Records to use

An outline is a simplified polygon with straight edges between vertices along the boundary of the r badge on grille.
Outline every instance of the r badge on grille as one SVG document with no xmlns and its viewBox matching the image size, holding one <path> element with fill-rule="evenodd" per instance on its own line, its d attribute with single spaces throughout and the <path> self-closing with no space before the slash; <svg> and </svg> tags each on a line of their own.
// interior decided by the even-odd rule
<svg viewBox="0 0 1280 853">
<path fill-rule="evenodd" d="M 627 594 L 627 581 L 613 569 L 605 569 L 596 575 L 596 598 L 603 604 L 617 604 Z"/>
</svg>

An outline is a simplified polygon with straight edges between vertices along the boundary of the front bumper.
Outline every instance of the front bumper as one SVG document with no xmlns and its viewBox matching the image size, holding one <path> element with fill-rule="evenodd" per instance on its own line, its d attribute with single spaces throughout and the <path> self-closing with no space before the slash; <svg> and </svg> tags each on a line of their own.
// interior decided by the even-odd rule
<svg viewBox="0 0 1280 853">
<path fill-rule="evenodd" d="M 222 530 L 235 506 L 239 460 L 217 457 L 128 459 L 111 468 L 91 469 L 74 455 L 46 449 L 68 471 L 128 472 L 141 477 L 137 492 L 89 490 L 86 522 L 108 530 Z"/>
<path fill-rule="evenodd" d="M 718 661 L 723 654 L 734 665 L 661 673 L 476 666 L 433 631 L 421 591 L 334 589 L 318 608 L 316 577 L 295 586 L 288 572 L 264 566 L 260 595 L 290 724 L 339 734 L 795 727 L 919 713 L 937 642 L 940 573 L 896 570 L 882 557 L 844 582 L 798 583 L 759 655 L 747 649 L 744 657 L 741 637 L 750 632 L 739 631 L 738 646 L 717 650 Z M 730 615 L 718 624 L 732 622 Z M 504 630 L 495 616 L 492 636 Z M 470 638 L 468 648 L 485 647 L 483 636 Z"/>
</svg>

Problem to solve
Output each record exactly as it appears in the listing.

Task solution
An outline is a simplified polygon with straight edges between vertices along the boundary of the r badge on grille.
Outline every instance of the r badge on grille as one SVG document with no xmlns and its viewBox matching the image size, holding one <path> element with fill-rule="evenodd" per instance on its own line, its d attribute with single spaces throughout and the <path> self-closing with no space before the slash; <svg> and </svg> tags each on a line of their own.
// interior decided by the even-odd rule
<svg viewBox="0 0 1280 853">
<path fill-rule="evenodd" d="M 627 594 L 627 581 L 613 569 L 605 569 L 596 575 L 596 598 L 603 604 L 617 604 Z"/>
</svg>

An outline is a simplified polygon with straight edges between vertices along the boundary of the front bumper.
Outline every instance of the front bumper as one SVG document with no xmlns and its viewBox matching the image size, holding one <path> element with fill-rule="evenodd" per instance on its own line, its d attribute with single spaces throughout and the <path> self-closing with no space before the slash; <svg> and </svg> tags each on a line of their own.
// interior decided by the even-odd rule
<svg viewBox="0 0 1280 853">
<path fill-rule="evenodd" d="M 222 530 L 235 506 L 239 460 L 217 457 L 128 459 L 111 468 L 91 469 L 74 455 L 46 449 L 68 471 L 128 472 L 141 477 L 137 492 L 89 490 L 86 522 L 108 530 Z"/>
<path fill-rule="evenodd" d="M 718 661 L 723 654 L 734 665 L 661 673 L 476 666 L 433 631 L 421 591 L 334 589 L 318 608 L 316 577 L 295 586 L 288 572 L 264 566 L 260 595 L 290 724 L 339 734 L 795 727 L 919 713 L 937 642 L 940 573 L 896 570 L 882 557 L 844 582 L 798 583 L 759 655 L 747 649 L 744 657 L 741 637 L 750 632 L 739 631 L 738 646 L 717 650 Z M 730 615 L 718 624 L 732 622 Z M 504 630 L 495 616 L 492 636 Z M 470 638 L 468 648 L 485 647 L 483 636 Z"/>
</svg>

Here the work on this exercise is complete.